**TASK BRIEF**
Decide whether each statement agrees with the unfair dismissal decision, answering yes or no and quoting the deciding words: (a) the applicant was employed under the Professional Employees Award 2020; (b) the application was filed two days outside the time limit; (c) the respondent supported the request for an extension of time.

Meidi Bouzerar v Systra Anz Pty Ltd

Case

[2024] FWC 2532

18 SEPTEMBER 2024


[2024] FWC 2532

FAIR WORK COMMISSION

DECISION

Fair Work Act 2009

s.394 - Application for unfair dismissal remedy

Meidi Bouzerar
v

Systra Anz Pty Ltd

(U2024/8453)

DEPUTY PRESIDENT ROBERTS

SYDNEY, 18 SEPTEMBER 2024

Application for an unfair dismissal remedy – extension of time – whether exceptional circumstances exist

  1. The applicant in this matter, Mr. Meidi Bouzerar, was previously employed by Systra ANZ Pty Ltd under the terms of the Professional Employees Award 2020 (Award). He was employed from September 2020 until his employment was terminated by the company on 28 June 2024.

  1. On 20 July 2024, the applicant filed an application for an unfair dismissal remedy under Part 3-2 of the Fair Work Act 2009 (Cth) (Act).

  1. It was common ground that the application was made outside the 21-day time limit prescribed by s.394(2) of the Act by one day.

  1. The applicant has asked the Commission to extend the time period for the making of an unfair dismissal application. Such an extension can be allowed under s.394(2)(b) and (3) where the Commission is satisfied that there are exceptional circumstances, taking into account the matters referred to in s.394(3). The respondent opposed the application for an extension of time.

Statutory Provisions

  1. Section 394(3) provides as follows:

(3) [Extended time limit]

The FWC may allow a further period for the application to be made by a person under subsection (1) if the FWC is satisfied that there are exceptional circumstances, taking into account:

(a) the reason for the delay; and
(b) whether the person first became aware of the dismissal after it had taken effect; and
(c) any action taken by the person to dispute the dismissal; and
(d) prejudice to the employer (including prejudice caused by the delay); and
(e) the merits of the application; and
(f) fairness as between the person and other persons in a similar position.

**DATA**
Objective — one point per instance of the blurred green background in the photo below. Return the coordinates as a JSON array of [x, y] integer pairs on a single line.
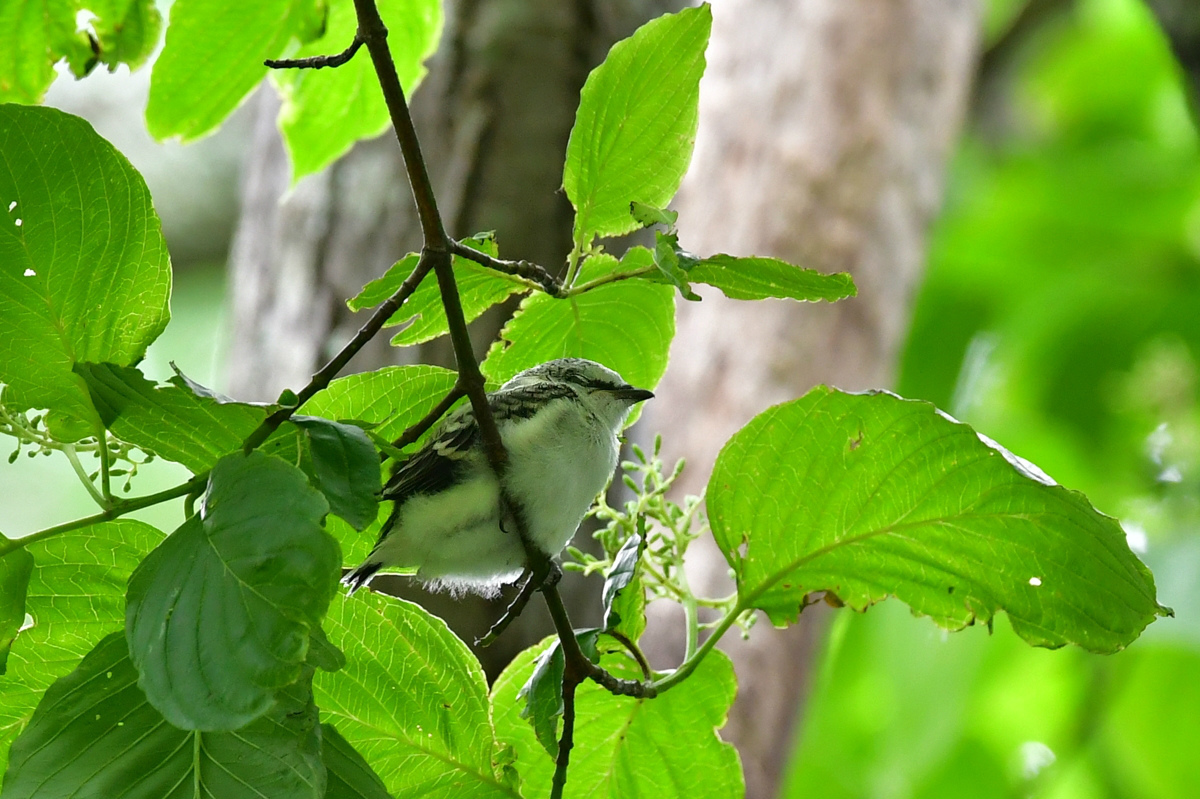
[[1061, 314]]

**SOLUTION TO THIS PROBLEM**
(a) Yes: "under the terms of the Professional Employees Award 2020 (Award)"
(b) No: "outside the 21-day time limit prescribed by s.394(2) of the Act by one day"
(c) No: "The respondent opposed the application for an extension of time."